— START OF QUOTED TEXT —

Help:Internet Archive

From Wikisource
Jump to: navigation, search
Internet Archive
Shortcut:
H:IA
Guidelines to downloading files from and uploading files to the Internet Archive
Stylised image of Ancient Greek "post and lintel" architecture with four columns supporting a simple entablature and triangular pediment
The Internet Archive

The Internet Archive is a non-profit digital library that holds nearly 3 million digitised books as well as music, audio, video and other files. It is one of the main sources of DjVu files for use on Wikisource. As well as files based on their own scans, the Internet Archive will also derive files (including DjVu files) from scans uploaded by its users. This can be a useful way to convert user-made scans into a DjVu file compatible with Wikisource (as well as making the work available for others).

This help page focuses on DjVu files, because that is the most used file type on Wikisource, but the process can be used for any other file type available from the Internet Archive.

Contents

Getting files [edit]

Searching [edit]

  1. Go to The Internet Archive
  2. Search for the book (or other text) you want. The basic search has a text field and a drop-down list. Type the title of the book in the text field and set the drop-down to "Texts".
  3. Click "Go"
  4. If the correct files are found on the Archive, you should see it in the search results. If there are multiple appropriate files, select the one you deem the best. This is subjective, but a clear scan will work best for proofreading, so aim for the best quality available (also note that some scans may have dirt or writing on the pages, which may or may not make proofreading harder). Different scans may come from different editions. If so, it is up to you which you pick but the earliest edition available is a popular choice.
  5. If unsuccessful, you can also try following links, searching by subject, searching by author, or using the Advanced Search function.

DjVu file [edit]

1. On the left side of the details page, will be a box with the title "View the Book" as shown in Fig. 1.
2. Click on the "HTTP" link to get to the list of files. This is indicated by the red arrow in Fig. 1.


Internet Archive View Book Box 2.png
Fig. 1.
A basic form of the "View the Book" box, found in the Details pages of the Internet Archive.


3. This will open a list of files, as shown in Fig. 2.
4. Locate the file with the .djvu suffix. This is indicated by the red arrow in Fig. 2.
Other files can be downloaded instead of the DjVu. If required, proceed with the most appropriate file from the list.
  • An alternative format for text are PDF documents, with the .pdf suffix.
  • Audio files in the Ogg Vorbis format have the .ogg suffix.
  • Video files in the Ogg Theora format have the .ogv suffix.
  • The original scans are available from this list as well. In this example, the file sikhafghansinco00shahrich_jp2.zip is an archive of JPEG 2000 images of individual pages. This can sometimes be useful as it will contain high quality versions of illustrations, photographs and other elements of the book.
5. This is the file that needs to be uploaded to Wikimedia Commons. See Uploading (below).


Internet Archive files list 2.png
Fig. 2.
Example of a list of files on the Internet Archive.

Uploading [edit]

There are two main ways to upload the file to Wikimedia Commons.

One: Automatic transfer [edit]

Use the URL2Commons tool to automatically transfer the DjVu file from the Internet Archive to Wikimedia Commons.

— END OF QUOTED TEXT —
— START OF SUPPLIED ENTRIES —

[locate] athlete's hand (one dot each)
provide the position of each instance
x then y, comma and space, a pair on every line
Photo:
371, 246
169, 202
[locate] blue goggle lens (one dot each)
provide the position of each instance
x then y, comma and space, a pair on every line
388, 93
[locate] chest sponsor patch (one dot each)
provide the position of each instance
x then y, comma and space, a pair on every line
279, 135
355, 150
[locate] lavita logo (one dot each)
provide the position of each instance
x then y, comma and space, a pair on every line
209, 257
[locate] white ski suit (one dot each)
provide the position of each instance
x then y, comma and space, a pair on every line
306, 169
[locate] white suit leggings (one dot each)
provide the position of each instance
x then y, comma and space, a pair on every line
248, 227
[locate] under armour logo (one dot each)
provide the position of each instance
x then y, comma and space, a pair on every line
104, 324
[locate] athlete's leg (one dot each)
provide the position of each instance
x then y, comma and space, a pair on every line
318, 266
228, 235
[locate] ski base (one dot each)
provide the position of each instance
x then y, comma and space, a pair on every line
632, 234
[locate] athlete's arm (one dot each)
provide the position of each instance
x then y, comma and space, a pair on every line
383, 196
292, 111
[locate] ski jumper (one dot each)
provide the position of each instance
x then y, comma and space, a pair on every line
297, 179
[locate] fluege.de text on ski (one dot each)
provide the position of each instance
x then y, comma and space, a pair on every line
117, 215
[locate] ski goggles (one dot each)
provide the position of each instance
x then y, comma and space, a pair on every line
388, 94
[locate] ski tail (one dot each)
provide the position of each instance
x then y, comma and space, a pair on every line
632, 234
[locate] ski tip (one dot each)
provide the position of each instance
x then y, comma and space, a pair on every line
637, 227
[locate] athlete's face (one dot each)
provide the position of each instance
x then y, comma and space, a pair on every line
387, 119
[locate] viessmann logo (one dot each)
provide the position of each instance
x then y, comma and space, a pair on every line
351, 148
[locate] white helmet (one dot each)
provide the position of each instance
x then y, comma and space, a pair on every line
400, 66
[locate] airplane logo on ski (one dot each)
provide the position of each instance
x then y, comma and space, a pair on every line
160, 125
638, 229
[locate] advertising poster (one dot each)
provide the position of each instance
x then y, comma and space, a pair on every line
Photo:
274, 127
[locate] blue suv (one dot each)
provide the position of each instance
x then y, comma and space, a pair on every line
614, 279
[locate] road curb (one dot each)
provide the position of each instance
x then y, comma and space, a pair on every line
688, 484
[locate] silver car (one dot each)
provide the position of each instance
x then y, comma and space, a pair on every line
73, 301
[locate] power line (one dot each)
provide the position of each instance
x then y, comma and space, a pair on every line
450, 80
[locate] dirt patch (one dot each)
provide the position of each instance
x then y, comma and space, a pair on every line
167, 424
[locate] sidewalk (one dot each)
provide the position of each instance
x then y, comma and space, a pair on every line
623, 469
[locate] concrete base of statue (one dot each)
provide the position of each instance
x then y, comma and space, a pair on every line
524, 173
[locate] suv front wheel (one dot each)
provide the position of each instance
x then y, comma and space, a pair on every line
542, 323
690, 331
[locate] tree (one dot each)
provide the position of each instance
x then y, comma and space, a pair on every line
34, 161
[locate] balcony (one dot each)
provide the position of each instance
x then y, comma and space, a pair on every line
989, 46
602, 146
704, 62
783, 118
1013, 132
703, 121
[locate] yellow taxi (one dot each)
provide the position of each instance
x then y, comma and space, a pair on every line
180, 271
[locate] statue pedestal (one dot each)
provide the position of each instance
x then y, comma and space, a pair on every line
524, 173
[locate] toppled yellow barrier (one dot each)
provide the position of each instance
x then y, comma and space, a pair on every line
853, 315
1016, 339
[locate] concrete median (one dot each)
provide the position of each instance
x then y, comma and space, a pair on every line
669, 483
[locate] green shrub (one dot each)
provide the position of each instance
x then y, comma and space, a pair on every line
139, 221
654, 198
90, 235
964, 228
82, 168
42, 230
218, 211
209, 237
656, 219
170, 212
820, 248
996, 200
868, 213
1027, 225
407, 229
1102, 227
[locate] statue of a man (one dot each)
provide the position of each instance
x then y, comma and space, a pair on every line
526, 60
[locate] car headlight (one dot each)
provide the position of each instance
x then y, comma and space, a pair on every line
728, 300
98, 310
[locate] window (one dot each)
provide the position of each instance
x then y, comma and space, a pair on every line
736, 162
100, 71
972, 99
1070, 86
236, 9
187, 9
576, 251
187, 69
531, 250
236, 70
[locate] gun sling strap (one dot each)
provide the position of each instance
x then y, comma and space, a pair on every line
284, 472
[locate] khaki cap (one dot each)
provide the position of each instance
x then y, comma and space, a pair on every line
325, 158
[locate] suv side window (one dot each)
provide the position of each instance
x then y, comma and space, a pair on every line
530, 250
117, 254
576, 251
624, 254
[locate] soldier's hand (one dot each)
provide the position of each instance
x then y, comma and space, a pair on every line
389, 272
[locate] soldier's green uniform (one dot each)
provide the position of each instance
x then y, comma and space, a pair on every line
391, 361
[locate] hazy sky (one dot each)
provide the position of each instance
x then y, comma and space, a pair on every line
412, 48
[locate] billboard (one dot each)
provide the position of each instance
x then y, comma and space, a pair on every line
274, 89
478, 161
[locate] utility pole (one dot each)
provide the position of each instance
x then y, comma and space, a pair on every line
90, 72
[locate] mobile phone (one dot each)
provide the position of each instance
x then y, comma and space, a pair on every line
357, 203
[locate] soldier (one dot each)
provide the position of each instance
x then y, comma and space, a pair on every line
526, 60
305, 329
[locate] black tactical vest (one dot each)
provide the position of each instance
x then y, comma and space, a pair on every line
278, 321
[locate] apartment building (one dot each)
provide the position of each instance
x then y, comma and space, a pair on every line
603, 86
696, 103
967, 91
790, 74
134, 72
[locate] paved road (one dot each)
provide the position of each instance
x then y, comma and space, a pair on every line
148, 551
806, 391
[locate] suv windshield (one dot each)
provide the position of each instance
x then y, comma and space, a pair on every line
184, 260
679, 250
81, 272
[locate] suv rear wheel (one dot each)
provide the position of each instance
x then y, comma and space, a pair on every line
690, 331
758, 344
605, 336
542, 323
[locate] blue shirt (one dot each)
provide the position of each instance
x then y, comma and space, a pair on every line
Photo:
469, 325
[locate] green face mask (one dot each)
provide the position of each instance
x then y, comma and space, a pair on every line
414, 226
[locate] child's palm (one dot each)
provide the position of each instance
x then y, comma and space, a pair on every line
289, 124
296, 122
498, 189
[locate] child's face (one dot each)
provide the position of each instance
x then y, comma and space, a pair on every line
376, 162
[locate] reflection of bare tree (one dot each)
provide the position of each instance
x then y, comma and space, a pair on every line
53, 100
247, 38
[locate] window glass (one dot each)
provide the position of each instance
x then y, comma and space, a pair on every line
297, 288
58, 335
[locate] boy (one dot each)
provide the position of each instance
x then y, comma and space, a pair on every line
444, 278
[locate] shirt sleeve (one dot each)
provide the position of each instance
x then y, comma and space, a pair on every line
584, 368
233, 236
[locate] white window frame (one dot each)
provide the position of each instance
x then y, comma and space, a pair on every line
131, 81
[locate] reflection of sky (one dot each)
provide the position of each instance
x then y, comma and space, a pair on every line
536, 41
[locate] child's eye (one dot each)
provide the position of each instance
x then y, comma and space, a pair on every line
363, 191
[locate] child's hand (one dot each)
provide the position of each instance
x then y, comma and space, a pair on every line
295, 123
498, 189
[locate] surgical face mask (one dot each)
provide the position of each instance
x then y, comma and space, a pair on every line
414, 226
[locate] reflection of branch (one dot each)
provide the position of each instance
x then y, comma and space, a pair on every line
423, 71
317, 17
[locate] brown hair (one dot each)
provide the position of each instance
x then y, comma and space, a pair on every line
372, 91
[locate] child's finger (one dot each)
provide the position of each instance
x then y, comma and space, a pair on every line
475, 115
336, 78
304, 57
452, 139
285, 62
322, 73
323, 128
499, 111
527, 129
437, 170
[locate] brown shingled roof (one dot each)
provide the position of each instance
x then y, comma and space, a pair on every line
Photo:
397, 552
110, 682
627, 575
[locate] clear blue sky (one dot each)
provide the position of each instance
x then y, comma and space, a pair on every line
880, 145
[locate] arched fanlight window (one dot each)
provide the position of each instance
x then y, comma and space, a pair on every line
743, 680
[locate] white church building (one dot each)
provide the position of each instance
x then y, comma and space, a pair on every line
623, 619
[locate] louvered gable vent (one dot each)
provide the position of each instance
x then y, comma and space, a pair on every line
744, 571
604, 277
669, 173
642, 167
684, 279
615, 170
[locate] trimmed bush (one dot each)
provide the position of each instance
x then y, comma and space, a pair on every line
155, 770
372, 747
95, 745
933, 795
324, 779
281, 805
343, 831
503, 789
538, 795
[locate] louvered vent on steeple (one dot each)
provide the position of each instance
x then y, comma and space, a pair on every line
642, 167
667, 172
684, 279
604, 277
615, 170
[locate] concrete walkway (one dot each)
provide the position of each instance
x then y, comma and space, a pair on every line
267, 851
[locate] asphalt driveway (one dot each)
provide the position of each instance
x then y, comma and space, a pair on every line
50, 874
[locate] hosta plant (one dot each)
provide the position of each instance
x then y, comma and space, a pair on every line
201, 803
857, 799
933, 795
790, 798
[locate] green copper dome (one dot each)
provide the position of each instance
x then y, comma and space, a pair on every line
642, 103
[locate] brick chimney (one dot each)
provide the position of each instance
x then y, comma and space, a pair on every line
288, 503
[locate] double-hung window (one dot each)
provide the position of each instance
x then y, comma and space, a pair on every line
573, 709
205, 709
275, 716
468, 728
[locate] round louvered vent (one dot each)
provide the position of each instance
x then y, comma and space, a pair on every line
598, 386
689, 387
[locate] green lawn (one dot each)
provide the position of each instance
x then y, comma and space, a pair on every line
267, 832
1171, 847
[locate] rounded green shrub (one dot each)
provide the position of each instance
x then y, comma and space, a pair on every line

— END OF SUPPLIED ENTRIES —

- **TO-DO LIST**:
- A) Please rewrite the Internet Archive help page, starting with "Internet Archive files" and going on through "Archive to Wikimedia Commons.", replacing "Wikimedia Commons" with "Commons".
- B) Gather every line of the entries that contains the word "statue", matching case exactly.

- **EXPECTED OUTPUTS**:
- A)
Internet Archive files list 2.png
Fig. 2.
Example of a list of files on the Internet Archive.

Uploading [edit]

There are two main ways to upload the file to Commons.

One: Automatic transfer [edit]

Use the URL2Commons tool to automatically transfer the DjVu file from the Internet Archive to Commons.

- B)
[locate] concrete base of statue (one dot each)
[locate] statue pedestal (one dot each)
[locate] statue of a man (one dot each)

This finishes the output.